Source data —
○ ○ ○
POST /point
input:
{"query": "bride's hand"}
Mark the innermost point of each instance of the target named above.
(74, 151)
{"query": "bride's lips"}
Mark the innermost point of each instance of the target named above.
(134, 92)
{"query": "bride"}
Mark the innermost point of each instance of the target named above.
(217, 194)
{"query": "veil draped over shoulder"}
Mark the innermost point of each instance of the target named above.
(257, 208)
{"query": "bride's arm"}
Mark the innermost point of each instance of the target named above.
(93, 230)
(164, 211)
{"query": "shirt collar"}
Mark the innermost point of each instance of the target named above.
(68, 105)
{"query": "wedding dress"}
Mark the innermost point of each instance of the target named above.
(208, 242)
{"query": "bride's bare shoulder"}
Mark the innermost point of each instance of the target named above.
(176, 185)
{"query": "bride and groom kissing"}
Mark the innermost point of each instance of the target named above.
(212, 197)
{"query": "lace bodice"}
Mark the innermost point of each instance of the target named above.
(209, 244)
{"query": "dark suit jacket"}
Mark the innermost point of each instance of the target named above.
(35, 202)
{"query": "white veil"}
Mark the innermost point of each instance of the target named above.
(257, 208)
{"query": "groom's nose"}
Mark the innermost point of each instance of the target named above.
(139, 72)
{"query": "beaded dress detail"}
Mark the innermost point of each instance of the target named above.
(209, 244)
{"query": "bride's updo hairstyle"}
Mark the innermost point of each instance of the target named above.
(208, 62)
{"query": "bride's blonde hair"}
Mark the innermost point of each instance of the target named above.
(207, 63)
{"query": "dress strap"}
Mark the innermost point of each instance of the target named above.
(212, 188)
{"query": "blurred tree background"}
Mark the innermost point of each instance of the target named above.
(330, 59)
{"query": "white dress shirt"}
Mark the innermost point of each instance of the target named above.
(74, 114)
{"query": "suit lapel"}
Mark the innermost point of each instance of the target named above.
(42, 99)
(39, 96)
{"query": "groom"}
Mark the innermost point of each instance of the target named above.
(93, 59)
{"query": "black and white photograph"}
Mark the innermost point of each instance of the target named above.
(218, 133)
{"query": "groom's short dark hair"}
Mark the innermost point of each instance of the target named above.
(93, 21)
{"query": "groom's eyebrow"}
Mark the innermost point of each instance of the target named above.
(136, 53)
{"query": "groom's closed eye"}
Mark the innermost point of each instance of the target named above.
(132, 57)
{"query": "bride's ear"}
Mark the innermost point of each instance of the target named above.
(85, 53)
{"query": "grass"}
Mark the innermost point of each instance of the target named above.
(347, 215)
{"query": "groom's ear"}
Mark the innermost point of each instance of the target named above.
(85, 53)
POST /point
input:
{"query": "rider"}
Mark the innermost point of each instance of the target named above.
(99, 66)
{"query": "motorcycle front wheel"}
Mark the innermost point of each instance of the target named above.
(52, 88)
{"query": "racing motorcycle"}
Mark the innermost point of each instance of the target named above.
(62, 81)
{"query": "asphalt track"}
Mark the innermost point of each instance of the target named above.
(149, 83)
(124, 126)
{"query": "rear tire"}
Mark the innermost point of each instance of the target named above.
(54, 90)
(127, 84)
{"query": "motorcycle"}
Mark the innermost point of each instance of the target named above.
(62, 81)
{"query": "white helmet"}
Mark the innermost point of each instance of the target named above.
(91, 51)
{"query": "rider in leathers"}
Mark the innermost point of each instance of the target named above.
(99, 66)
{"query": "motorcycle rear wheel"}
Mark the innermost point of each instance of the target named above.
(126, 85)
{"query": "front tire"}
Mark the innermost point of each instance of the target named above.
○ ○ ○
Instructions to follow — Gather every line of the items that contains the string "groom", keeping each line whole. Case counts.

Finished exercise —
{"query": "bride and groom kissing"}
{"query": "groom's nose"}
{"query": "groom"}
{"query": "groom's short dark hair"}
{"query": "groom's eyebrow"}
{"query": "groom's closed eye"}
{"query": "groom's ear"}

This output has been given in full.